EXERCISE AIM => Return each line of the records below that contains the string "archway".

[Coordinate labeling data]

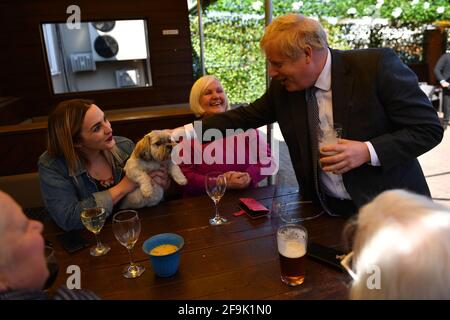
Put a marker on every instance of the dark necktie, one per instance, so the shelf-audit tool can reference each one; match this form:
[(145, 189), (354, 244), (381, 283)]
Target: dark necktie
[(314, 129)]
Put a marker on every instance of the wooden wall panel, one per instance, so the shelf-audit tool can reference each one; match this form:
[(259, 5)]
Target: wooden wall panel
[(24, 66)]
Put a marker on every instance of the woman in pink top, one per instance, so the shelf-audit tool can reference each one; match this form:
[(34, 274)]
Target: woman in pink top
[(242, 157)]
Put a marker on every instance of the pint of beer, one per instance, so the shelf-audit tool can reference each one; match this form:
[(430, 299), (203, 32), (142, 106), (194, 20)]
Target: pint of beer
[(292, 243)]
==
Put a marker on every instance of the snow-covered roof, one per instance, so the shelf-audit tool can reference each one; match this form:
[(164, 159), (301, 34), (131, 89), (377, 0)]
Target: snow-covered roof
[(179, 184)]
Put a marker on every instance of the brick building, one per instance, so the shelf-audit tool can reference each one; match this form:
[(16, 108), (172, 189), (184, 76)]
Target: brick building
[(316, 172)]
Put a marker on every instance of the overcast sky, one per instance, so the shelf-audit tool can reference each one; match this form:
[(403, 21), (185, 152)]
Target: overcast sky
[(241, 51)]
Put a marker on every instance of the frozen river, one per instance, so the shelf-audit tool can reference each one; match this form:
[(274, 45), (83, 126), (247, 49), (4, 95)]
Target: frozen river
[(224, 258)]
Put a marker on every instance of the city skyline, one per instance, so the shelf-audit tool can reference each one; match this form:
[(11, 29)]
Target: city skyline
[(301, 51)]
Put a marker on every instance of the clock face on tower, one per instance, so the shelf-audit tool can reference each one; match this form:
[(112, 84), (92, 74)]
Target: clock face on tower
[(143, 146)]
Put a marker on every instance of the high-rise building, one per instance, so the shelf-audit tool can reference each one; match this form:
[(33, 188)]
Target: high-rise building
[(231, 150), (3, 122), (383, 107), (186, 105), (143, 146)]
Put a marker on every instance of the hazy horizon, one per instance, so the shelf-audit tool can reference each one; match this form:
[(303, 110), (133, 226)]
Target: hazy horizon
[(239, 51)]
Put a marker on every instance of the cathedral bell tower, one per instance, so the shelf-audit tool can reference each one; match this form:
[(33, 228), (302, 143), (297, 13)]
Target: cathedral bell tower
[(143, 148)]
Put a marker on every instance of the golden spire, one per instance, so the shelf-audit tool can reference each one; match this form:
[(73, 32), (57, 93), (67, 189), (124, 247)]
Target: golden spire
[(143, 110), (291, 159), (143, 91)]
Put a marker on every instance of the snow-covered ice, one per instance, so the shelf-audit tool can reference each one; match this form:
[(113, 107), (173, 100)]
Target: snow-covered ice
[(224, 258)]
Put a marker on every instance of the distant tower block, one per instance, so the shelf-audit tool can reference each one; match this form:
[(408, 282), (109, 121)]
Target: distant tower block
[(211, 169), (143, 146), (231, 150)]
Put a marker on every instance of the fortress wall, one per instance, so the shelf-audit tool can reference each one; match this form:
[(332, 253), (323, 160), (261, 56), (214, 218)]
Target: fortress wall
...
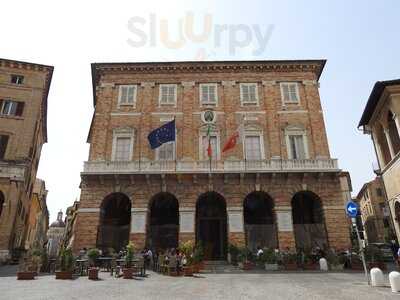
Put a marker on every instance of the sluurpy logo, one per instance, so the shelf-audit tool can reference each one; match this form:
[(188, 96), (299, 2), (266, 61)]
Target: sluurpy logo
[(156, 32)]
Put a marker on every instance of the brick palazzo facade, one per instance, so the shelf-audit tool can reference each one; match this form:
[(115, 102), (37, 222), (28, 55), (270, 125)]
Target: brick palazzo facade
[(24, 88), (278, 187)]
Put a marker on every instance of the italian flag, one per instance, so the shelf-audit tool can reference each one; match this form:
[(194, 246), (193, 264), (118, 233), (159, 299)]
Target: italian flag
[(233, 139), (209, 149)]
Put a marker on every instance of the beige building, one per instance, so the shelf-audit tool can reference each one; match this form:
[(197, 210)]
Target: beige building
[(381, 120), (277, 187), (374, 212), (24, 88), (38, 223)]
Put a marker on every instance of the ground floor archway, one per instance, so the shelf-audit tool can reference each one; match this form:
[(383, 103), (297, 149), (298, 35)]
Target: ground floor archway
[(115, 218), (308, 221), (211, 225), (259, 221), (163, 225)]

SOLUTION FOR THIS EXERCISE =>
Put a marker on every instance of the ground floor archway, one per instance, so the shelf-audit tool can reference each one; match this form:
Target: ground floor archway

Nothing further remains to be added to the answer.